SUPPLIED DATA:
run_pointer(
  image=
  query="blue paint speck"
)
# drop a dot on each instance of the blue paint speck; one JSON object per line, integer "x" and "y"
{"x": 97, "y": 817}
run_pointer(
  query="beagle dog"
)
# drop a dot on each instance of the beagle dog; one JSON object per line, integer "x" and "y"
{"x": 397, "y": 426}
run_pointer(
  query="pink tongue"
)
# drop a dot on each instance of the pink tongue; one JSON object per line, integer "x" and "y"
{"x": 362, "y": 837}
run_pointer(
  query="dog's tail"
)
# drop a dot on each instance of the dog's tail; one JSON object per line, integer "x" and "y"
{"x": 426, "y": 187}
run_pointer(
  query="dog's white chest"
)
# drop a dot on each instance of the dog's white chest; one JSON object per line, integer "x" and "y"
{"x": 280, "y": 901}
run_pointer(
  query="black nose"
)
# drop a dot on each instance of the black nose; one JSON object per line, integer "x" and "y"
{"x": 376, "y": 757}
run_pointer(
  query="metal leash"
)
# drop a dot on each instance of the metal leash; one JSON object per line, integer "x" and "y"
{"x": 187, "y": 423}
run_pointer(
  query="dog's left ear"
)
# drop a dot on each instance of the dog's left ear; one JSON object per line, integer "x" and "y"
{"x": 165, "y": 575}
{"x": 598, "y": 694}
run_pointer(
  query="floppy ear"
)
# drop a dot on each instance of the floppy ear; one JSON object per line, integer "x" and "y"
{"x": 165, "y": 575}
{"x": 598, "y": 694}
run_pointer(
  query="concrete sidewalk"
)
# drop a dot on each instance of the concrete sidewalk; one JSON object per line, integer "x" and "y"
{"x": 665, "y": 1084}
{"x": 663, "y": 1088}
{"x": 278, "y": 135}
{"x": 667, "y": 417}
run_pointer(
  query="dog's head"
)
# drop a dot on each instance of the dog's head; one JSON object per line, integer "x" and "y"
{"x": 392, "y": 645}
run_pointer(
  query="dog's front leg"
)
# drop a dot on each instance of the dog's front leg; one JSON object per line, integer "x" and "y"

REQUIRED WORK: Repeat every line of the records above exactly.

RESPONSE AREA:
run_pointer(
  image=
  query="blue paint speck"
)
# drop a dot on each instance of the blue paint speck; one JSON object per line, integer "x" and "y"
{"x": 97, "y": 817}
run_pointer(
  query="beagle dog"
)
# drop a dot on each instance of the beagle dog; one JSON object per line, integer "x" and "y"
{"x": 397, "y": 426}
run_pointer(
  query="pink tongue"
)
# drop a dot on each instance of the pink tongue; one JSON object per line, integer "x" and "y"
{"x": 362, "y": 837}
run_pointer(
  query="dog's tail"
)
# drop a dot on each instance of the dog's tail; one JSON object per line, integer "x" and "y"
{"x": 426, "y": 187}
run_pointer(
  query="dog's white chest"
)
# drop a dot on each instance of the dog's white chest; one JSON object per line, integer "x" and "y"
{"x": 280, "y": 901}
run_pointer(
  query="black nose"
)
# drop a dot on each instance of the black nose; one JSON object per line, integer "x" and "y"
{"x": 376, "y": 757}
run_pointer(
  query="metal leash"
)
# drop a dot on each instance of the metal leash; one JSON object per line, integer "x" and "y"
{"x": 187, "y": 423}
run_pointer(
  query="dog's left ear"
)
# drop a dot on each instance of the dog's left ear; one JSON object per line, integer "x" and "y"
{"x": 165, "y": 575}
{"x": 598, "y": 694}
run_pointer(
  query="floppy ear"
)
# drop a dot on each instance of the floppy ear; one JSON object per line, integer "x" and "y"
{"x": 165, "y": 575}
{"x": 598, "y": 694}
run_pointer(
  query="concrete sidewalk"
)
# drop a dot on each instance of the concrete sidewalk; one JSON object per line, integer "x" and "y"
{"x": 665, "y": 1084}
{"x": 663, "y": 1088}
{"x": 278, "y": 135}
{"x": 667, "y": 417}
run_pointer(
  query="dog's head"
)
# drop a dot on each instance of the dog's head; one JSON object per line, integer "x" and "y"
{"x": 392, "y": 645}
run_pointer(
  query="dog's front leg"
)
# drop a dot on each instance of the dog's front leg; one JSON object per line, integer "x" and "y"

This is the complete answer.